- [요청 사항]: "of the conduit" 부분이 있는 줄부터 "<point>425,320</point>" 부분이 있는 줄까지 모든 줄을 순서대로 다시 적으세요. 그중 답에 나온 좌표의 숫자는 하나하나 -85를 더해 값을 조정하세요.

데이터 블록
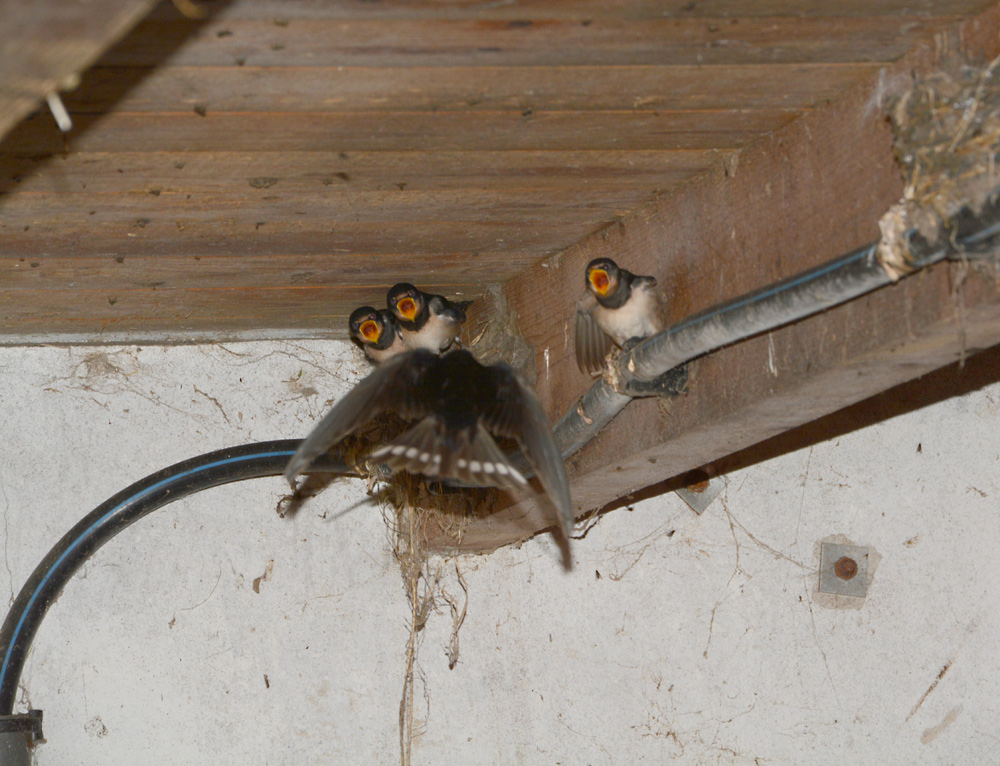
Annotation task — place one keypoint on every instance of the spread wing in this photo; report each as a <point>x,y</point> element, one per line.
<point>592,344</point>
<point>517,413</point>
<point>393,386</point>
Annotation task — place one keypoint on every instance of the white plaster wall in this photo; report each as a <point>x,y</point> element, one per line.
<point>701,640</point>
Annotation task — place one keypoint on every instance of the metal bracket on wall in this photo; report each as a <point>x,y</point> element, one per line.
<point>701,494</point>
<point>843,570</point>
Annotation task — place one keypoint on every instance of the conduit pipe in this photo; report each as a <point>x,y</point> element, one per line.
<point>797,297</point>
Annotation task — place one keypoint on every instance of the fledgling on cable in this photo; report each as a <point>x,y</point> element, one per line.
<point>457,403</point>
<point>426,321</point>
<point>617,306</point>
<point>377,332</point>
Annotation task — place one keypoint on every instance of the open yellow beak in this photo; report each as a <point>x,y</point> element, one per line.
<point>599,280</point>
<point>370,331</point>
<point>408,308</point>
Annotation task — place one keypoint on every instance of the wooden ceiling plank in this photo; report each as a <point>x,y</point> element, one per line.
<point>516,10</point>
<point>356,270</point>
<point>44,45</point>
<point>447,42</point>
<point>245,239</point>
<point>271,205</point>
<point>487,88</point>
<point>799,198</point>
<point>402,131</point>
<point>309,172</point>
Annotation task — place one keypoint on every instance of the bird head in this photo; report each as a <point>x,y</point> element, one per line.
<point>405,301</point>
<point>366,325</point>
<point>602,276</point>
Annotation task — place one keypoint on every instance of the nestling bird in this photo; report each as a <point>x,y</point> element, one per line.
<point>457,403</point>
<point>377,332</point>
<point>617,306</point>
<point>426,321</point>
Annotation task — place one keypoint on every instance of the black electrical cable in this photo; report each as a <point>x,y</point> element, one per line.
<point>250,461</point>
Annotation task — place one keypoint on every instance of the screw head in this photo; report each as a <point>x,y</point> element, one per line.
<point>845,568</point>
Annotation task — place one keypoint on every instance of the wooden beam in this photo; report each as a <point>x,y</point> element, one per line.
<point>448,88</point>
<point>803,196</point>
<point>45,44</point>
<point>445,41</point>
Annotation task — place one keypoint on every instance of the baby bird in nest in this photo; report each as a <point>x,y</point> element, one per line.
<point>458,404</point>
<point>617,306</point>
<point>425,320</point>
==
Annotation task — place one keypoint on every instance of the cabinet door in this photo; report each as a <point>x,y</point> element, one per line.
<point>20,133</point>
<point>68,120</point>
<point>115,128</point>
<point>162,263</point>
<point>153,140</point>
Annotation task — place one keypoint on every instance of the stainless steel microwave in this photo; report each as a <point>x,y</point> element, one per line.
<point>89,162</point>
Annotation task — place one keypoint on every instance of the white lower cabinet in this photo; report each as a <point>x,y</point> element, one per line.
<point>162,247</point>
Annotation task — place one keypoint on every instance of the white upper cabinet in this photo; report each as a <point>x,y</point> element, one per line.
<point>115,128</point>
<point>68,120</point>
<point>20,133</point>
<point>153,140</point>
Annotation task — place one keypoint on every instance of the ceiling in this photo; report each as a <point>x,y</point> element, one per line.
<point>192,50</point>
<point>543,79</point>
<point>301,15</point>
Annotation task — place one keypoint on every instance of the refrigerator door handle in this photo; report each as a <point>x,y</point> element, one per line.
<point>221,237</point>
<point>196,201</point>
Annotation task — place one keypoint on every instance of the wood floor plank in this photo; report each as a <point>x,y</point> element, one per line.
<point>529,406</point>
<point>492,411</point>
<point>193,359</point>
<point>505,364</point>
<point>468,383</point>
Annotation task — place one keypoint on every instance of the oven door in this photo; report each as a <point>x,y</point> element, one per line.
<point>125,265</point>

- [예상 출력]:
Annotation task — place one keypoint on every instance of the conduit pipe in this photo; report each as a <point>x,y</point> element, one per line.
<point>712,212</point>
Annotation task — place one keypoint on every instance of the fledgling on cable in this photo; report each as a <point>x,y</point> element, one per line.
<point>372,318</point>
<point>341,236</point>
<point>532,221</point>
<point>292,247</point>
Annotation task — place one keypoint on every instance of the open yellow beak in this photo; report each as a <point>x,y</point> element, one per line.
<point>514,195</point>
<point>285,246</point>
<point>323,223</point>
Annotation task — place one keypoint on every instance of the wooden ceiling plank in this photo; report each as a <point>x,y</point> element, one per line.
<point>431,-75</point>
<point>271,185</point>
<point>-41,-40</point>
<point>362,-43</point>
<point>160,154</point>
<point>186,120</point>
<point>402,3</point>
<point>714,113</point>
<point>317,46</point>
<point>224,87</point>
Annotation task — place one keypoint on every instance of the bird head in this photo; report each as a <point>x,y</point> element, one per line.
<point>320,216</point>
<point>281,240</point>
<point>517,191</point>
Annotation task — place one keypoint on every instance of the nestling bird in this photo; report each as a <point>x,y</point> element, one per line.
<point>372,318</point>
<point>292,247</point>
<point>532,221</point>
<point>341,236</point>
Annotation task — place one keypoint on every instance of the black electrical cable in this photo; report each as a <point>x,y</point> element, one per line.
<point>165,376</point>
Annotation task — place one keypoint on every instance of the screw head in this photo; report each as a <point>x,y</point> element, one per line.
<point>760,483</point>
Annotation task — place one keypoint on every instance of the wooden beam in this photo; report each as a <point>x,y</point> element, one per line.
<point>363,3</point>
<point>718,111</point>
<point>-40,-41</point>
<point>360,-44</point>
Annotation task — place one keypoint on every instance of the baby bird in nest in this photo; report each as a <point>x,y</point> element, one per line.
<point>373,319</point>
<point>532,221</point>
<point>340,235</point>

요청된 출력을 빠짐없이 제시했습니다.